_Excerpted records_
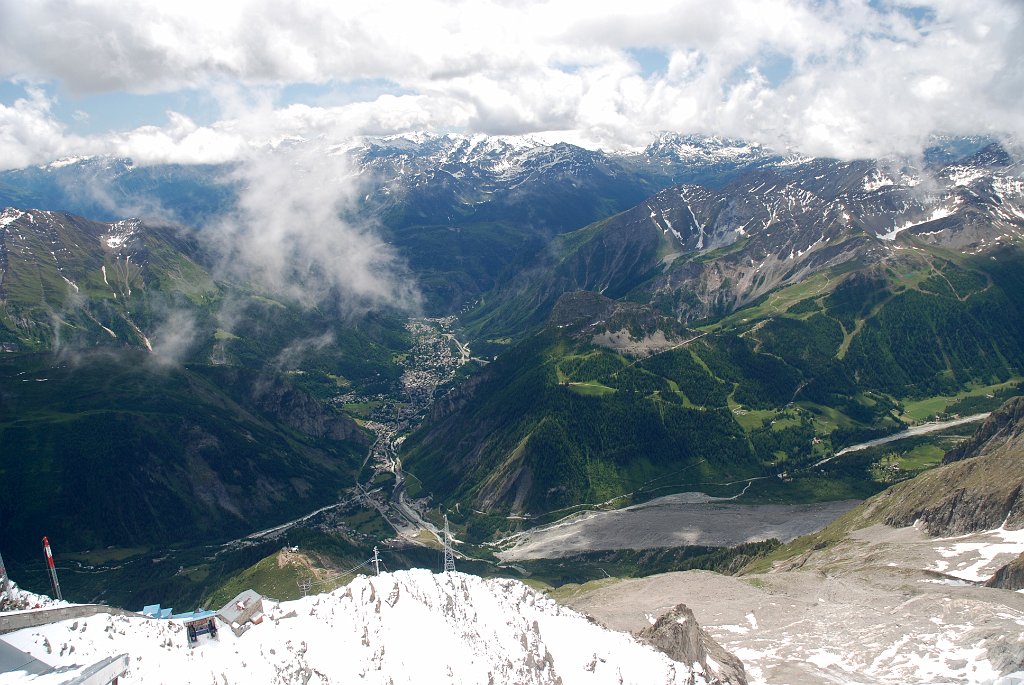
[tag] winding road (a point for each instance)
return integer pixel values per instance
(909, 432)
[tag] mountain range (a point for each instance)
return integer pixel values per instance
(701, 314)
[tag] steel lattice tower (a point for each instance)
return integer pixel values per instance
(449, 557)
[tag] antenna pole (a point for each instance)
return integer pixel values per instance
(449, 556)
(4, 581)
(53, 571)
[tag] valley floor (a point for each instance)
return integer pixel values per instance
(675, 520)
(885, 606)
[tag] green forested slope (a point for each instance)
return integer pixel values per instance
(772, 389)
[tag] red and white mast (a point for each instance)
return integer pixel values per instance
(53, 571)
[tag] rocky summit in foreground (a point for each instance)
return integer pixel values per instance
(407, 627)
(914, 586)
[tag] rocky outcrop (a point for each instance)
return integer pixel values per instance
(1010, 576)
(1004, 426)
(981, 489)
(678, 635)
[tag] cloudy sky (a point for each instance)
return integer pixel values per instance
(207, 81)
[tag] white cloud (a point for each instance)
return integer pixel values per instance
(858, 78)
(287, 237)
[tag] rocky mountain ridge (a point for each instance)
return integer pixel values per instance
(407, 627)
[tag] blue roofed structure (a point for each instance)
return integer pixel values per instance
(156, 611)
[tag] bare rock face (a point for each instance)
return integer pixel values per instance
(980, 487)
(678, 635)
(1010, 576)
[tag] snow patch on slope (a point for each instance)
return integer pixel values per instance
(408, 627)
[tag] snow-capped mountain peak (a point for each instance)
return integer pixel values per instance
(407, 627)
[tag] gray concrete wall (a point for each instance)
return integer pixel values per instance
(15, 622)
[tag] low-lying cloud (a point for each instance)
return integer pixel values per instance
(287, 237)
(844, 78)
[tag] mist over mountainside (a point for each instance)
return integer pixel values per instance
(728, 335)
(465, 212)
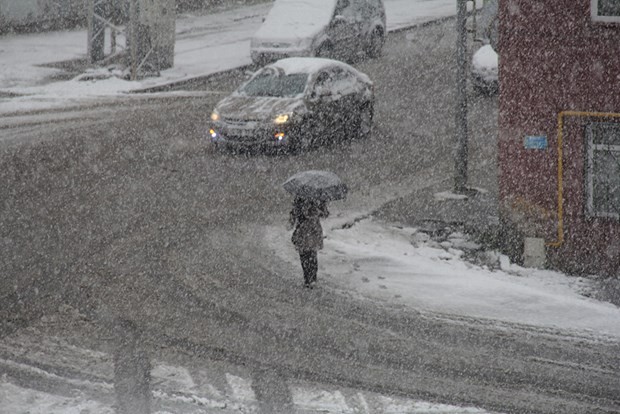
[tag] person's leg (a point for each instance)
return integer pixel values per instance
(306, 265)
(313, 265)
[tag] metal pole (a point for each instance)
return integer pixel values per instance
(133, 38)
(460, 179)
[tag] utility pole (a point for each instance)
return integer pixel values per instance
(460, 179)
(133, 38)
(96, 30)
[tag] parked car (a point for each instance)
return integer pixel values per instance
(295, 103)
(484, 70)
(338, 29)
(485, 61)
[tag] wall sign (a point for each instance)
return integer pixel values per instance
(535, 142)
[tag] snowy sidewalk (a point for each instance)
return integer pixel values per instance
(448, 274)
(204, 45)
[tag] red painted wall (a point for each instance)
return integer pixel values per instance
(554, 58)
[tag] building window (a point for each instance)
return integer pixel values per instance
(603, 169)
(605, 10)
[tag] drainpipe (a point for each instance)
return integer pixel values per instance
(560, 129)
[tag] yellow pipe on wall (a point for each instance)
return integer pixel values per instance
(560, 128)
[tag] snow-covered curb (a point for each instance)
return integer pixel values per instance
(406, 267)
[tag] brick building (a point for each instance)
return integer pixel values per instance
(559, 122)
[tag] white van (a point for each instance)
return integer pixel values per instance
(337, 29)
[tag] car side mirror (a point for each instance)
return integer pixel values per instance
(338, 20)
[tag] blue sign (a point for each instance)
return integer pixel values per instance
(535, 142)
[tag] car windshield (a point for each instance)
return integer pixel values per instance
(275, 84)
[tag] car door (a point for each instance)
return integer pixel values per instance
(326, 107)
(344, 30)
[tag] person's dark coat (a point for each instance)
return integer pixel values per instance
(305, 217)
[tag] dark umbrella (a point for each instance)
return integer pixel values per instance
(316, 185)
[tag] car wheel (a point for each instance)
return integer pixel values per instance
(375, 45)
(326, 50)
(364, 128)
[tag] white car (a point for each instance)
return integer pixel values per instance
(484, 70)
(485, 61)
(336, 29)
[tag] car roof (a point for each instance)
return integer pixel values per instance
(311, 65)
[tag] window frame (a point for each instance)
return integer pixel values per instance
(601, 19)
(591, 148)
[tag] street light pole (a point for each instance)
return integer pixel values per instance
(460, 179)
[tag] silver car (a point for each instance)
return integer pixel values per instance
(337, 29)
(293, 104)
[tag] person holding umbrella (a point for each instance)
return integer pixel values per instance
(308, 235)
(312, 190)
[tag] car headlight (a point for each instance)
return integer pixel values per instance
(281, 119)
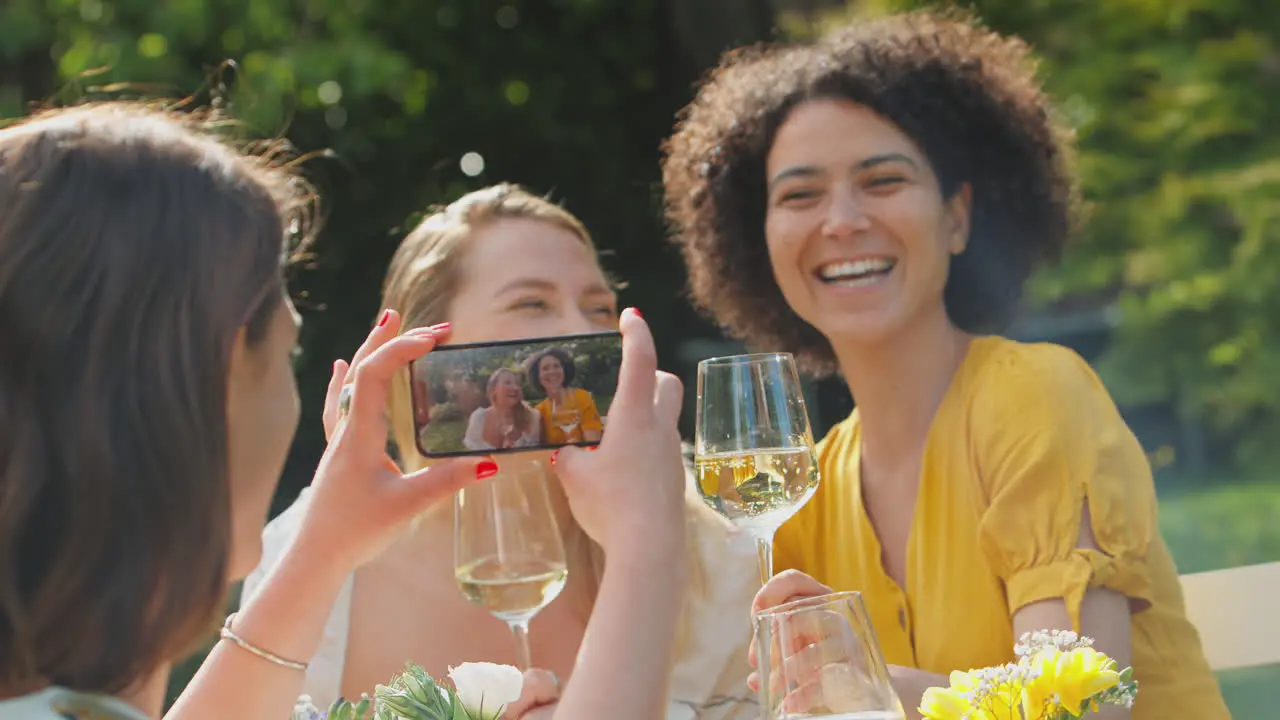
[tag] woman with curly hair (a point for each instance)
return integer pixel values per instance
(568, 413)
(874, 203)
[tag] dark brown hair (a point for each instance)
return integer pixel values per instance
(967, 96)
(535, 367)
(133, 247)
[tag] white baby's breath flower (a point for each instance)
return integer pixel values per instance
(487, 687)
(304, 709)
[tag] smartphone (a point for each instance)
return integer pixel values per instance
(512, 396)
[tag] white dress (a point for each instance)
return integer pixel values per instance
(708, 680)
(474, 440)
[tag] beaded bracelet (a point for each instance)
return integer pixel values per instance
(252, 648)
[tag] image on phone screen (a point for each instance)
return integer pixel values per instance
(511, 396)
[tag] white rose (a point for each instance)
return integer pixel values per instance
(487, 686)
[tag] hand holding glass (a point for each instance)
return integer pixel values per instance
(818, 657)
(508, 556)
(753, 447)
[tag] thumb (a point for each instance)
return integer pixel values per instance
(442, 479)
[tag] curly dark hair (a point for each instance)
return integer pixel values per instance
(535, 367)
(965, 95)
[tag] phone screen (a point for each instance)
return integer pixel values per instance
(512, 396)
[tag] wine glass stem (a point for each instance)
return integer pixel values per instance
(524, 660)
(764, 550)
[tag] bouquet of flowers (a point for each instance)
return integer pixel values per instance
(1057, 675)
(479, 691)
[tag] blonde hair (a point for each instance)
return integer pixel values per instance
(421, 282)
(522, 413)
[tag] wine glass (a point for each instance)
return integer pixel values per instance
(508, 556)
(753, 449)
(818, 657)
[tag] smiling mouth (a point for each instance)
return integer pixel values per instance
(855, 273)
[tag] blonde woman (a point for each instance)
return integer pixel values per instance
(508, 420)
(503, 264)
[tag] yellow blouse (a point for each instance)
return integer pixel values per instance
(1024, 437)
(579, 408)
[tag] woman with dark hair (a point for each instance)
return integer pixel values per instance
(147, 402)
(874, 204)
(568, 413)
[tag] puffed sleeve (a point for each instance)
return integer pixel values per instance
(1050, 442)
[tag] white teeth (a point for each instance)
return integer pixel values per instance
(855, 272)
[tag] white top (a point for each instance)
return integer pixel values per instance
(708, 682)
(474, 440)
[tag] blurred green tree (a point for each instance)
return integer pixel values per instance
(1175, 110)
(414, 104)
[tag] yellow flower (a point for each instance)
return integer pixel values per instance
(1073, 677)
(944, 703)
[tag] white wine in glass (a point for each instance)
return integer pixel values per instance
(753, 450)
(508, 556)
(819, 657)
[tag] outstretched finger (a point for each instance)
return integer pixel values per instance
(668, 397)
(329, 417)
(371, 383)
(419, 491)
(388, 324)
(636, 378)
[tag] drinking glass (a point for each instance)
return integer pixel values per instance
(508, 556)
(818, 657)
(753, 449)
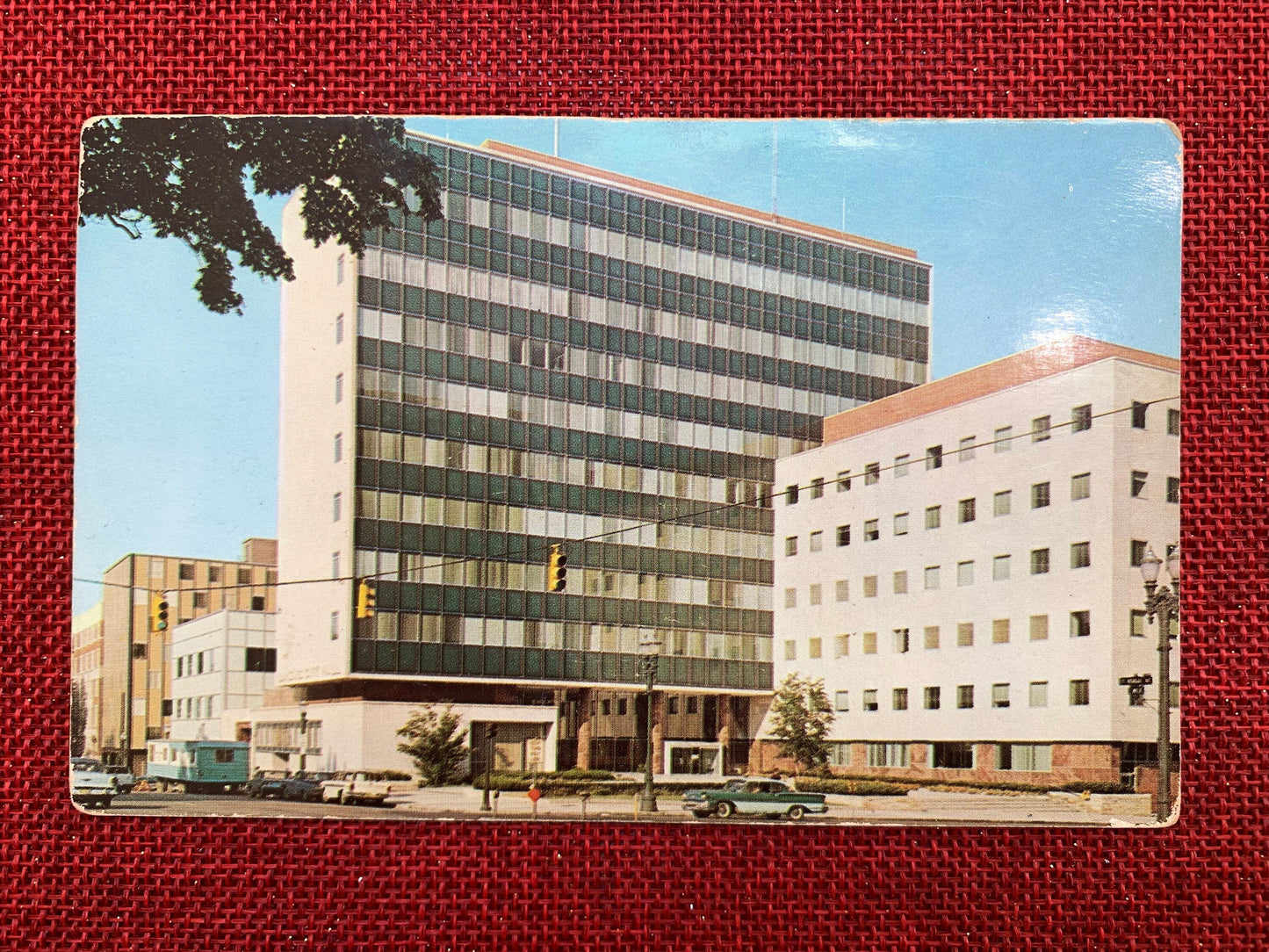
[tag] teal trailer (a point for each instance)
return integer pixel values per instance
(199, 766)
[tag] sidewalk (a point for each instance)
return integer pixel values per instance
(920, 806)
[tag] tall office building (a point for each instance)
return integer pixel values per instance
(961, 565)
(570, 357)
(136, 673)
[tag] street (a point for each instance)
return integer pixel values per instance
(921, 807)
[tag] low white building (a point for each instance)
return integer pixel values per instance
(960, 563)
(221, 667)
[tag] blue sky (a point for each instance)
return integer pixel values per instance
(1033, 228)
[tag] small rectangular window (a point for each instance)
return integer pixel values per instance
(999, 631)
(1137, 551)
(1078, 693)
(964, 573)
(1081, 624)
(1137, 624)
(1041, 495)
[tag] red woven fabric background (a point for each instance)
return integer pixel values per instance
(79, 883)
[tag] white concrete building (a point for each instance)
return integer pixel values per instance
(960, 563)
(221, 667)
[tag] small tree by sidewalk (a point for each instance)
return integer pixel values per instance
(434, 744)
(802, 718)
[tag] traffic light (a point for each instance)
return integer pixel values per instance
(556, 573)
(159, 612)
(365, 599)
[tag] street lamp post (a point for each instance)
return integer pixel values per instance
(1165, 602)
(490, 734)
(650, 650)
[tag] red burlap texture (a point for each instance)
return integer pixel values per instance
(80, 883)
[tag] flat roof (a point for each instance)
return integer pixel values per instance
(689, 198)
(1024, 367)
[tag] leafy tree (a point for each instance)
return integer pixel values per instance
(802, 718)
(79, 718)
(434, 744)
(188, 178)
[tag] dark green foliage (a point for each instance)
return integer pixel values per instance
(802, 718)
(190, 178)
(436, 746)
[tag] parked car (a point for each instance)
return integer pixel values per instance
(357, 789)
(265, 783)
(122, 777)
(305, 787)
(90, 783)
(753, 796)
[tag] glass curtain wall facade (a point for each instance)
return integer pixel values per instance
(613, 367)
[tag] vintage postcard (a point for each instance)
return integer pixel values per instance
(580, 470)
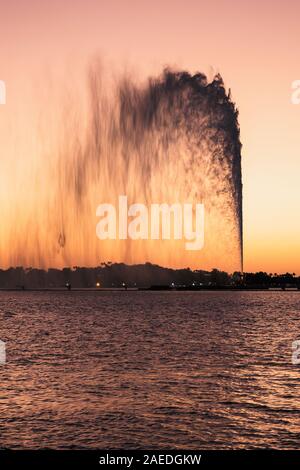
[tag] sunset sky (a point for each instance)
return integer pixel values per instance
(255, 48)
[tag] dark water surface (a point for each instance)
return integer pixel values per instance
(209, 370)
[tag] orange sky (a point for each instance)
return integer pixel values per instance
(253, 45)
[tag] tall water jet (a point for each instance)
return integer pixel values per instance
(172, 139)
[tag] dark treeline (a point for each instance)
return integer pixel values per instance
(142, 275)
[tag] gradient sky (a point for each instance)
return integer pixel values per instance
(254, 45)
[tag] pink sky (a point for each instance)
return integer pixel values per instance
(253, 45)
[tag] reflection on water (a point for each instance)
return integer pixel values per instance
(149, 370)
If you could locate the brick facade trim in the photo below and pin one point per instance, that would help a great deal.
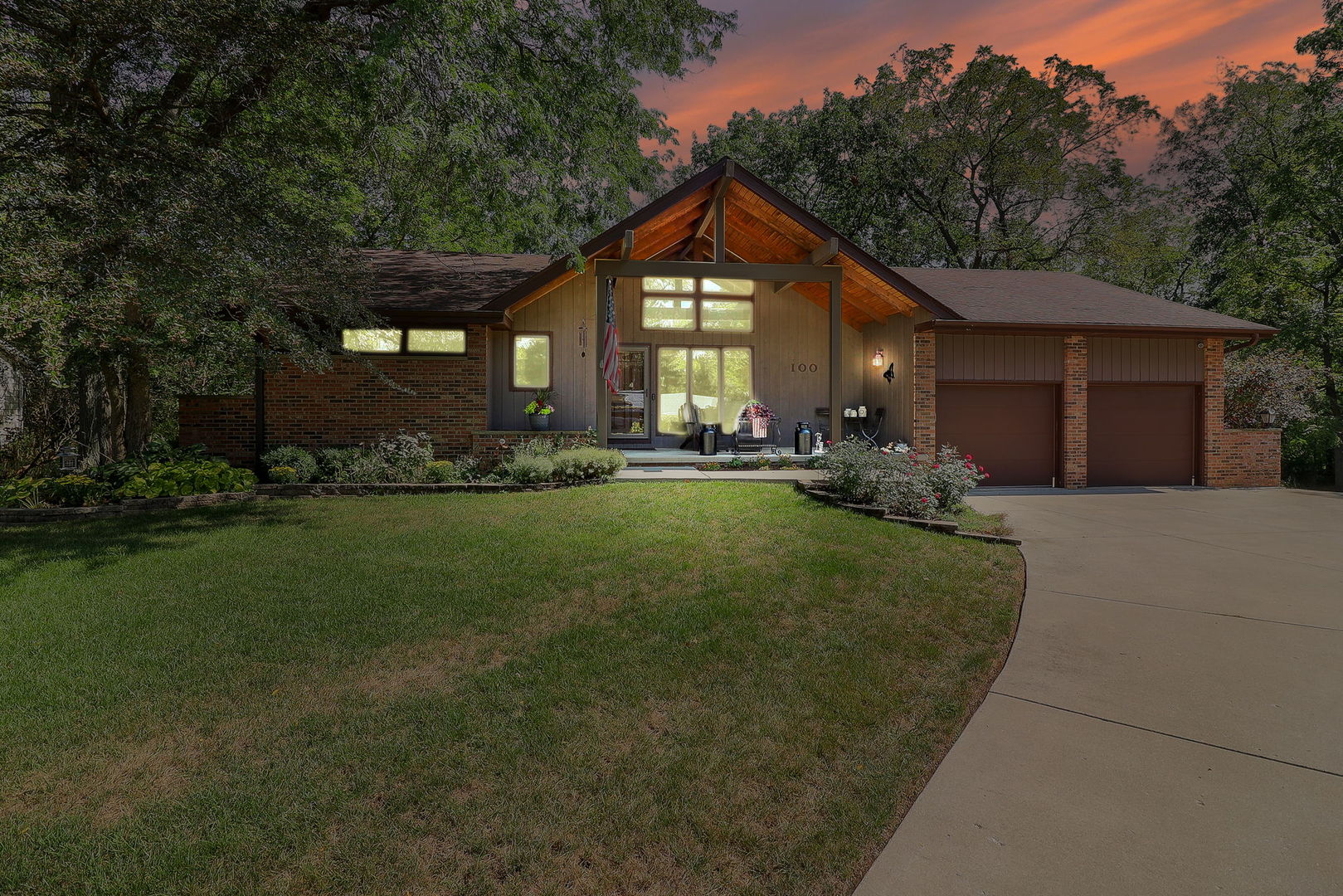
(1075, 421)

_Exercise_
Return, unchanged, the lines of the material above from the line with "[tag] low white" up to and including the line with "(1041, 495)".

_Output below_
[tag] low white building (a point for each instance)
return integer pixel values per instance
(960, 563)
(221, 667)
[tag] blue sky (a point for each instance)
return integer pixel values per instance
(1033, 228)
[tag] small rectangular window (a point for each instance)
return integer pixel values per instance
(999, 631)
(1137, 551)
(1078, 693)
(964, 573)
(1081, 624)
(1137, 624)
(1041, 495)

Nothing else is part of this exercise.